**REQUIRED TASKS:**
**a.** In the passage on managed code, what is named as the most prevalent example of managed code?
**b.** From the passage on managed code, reproduce word for word everything from "The most prevalent" down to "all unmanaged code.".
**c.** Which company and software platform names appear in the passage on managed code? List them all.

**DOCUMENT PASSAGE:**
** start **

The most prevalent example of managed code is nearly everything running under .NET/Mono. Admittedly you can mark parts as “unsafe” letting you use pointers and stopping the garbage collector arbitrarily moving your data around but most of the usefulness comes from avoiding this where possible.

The problem is, you can’t always avoid it. The main reason for this is you have to access existing non managed systems. Rewriting everything in managed code is not feasible and although you can lessen any problems by writing wrappers so there is only one point of contact between managed and unmanaged code, problems can still occur - the sort of problems the managed code was supposed to prevent.

Microsoft are investigating a solution. After reading that last paragraph, the form of the solution should be obvious but for the most part it’s unworkable in the real world - eliminate all unmanaged code.

** end **

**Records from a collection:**
** start **

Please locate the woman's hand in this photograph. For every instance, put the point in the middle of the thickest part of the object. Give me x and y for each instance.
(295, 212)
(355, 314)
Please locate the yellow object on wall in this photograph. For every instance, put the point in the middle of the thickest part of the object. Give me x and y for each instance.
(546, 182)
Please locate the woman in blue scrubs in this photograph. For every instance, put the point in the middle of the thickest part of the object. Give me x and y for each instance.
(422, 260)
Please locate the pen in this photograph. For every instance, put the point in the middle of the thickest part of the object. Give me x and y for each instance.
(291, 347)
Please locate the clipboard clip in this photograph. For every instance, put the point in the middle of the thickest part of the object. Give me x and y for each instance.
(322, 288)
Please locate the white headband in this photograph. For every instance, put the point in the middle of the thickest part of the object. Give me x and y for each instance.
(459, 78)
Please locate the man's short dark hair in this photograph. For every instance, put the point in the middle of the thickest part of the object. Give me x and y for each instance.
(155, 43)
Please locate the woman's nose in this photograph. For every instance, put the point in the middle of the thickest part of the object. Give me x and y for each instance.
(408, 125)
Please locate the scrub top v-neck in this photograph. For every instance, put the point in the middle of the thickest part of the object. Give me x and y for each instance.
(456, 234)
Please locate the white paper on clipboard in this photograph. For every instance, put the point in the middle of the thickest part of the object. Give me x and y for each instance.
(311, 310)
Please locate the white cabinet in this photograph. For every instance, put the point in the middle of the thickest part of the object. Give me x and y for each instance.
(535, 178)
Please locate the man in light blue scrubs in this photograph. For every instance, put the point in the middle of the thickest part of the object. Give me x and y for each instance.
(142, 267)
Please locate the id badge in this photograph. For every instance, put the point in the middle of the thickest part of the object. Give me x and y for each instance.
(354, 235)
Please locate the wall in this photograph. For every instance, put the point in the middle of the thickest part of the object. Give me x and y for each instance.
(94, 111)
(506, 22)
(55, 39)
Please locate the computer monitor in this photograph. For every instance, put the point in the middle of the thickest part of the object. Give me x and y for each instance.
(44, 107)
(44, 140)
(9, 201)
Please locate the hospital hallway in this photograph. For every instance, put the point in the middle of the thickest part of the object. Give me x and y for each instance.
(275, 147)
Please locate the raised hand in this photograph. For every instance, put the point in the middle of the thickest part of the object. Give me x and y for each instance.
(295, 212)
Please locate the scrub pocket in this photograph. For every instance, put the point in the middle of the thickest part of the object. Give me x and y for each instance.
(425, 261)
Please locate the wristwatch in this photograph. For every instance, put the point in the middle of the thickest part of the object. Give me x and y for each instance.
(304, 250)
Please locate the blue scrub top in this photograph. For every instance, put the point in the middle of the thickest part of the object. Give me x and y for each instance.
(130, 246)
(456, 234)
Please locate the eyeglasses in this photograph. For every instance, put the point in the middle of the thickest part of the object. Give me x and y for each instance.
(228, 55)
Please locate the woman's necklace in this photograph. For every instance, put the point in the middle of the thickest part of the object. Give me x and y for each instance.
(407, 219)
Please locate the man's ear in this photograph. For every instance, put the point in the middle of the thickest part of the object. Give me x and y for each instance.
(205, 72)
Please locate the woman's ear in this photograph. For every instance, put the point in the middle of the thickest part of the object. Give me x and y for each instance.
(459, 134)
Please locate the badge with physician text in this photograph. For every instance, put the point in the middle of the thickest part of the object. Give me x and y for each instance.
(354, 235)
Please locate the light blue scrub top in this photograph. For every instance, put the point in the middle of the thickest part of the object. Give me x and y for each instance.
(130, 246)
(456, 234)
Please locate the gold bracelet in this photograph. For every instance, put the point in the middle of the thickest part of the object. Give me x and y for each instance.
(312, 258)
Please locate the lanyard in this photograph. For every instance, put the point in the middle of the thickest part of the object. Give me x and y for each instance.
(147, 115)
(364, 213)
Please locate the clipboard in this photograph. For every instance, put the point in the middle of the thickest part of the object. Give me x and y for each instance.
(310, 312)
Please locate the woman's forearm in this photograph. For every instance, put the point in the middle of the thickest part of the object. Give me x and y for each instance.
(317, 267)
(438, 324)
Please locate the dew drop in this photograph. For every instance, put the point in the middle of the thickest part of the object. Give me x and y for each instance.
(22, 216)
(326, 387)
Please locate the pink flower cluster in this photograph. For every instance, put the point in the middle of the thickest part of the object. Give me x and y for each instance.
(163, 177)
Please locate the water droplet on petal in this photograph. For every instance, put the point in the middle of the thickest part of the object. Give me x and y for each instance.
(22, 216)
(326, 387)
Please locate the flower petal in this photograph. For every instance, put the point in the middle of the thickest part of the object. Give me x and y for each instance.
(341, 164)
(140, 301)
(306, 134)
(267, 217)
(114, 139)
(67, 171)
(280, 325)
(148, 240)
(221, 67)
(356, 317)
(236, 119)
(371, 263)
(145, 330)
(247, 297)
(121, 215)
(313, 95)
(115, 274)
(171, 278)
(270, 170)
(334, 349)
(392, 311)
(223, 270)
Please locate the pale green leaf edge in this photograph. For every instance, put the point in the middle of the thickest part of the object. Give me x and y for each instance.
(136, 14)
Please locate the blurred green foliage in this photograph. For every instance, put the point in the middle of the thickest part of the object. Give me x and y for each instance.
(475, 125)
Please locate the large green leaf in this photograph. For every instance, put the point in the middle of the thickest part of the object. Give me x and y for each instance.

** end **

**TASK-BY-TASK OUTPUTS:**
**a.** Nearly everything running under .NET/Mono.

**b.**
The most prevalent example of managed code is nearly everything running under .NET/Mono. Admittedly you can mark parts as “unsafe” letting you use pointers and stopping the garbage collector arbitrarily moving your data around but most of the usefulness comes from avoiding this where possible.

The problem is, you can’t always avoid it. The main reason for this is you have to access existing non managed systems. Rewriting everything in managed code is not feasible and although you can lessen any problems by writing wrappers so there is only one point of contact between managed and unmanaged code, problems can still occur - the sort of problems the managed code was supposed to prevent.

Microsoft are investigating a solution. After reading that last paragraph, the form of the solution should be obvious but for the most part it’s unworkable in the real world - eliminate all unmanaged code.

**c.** .NET, Mono, Microsoft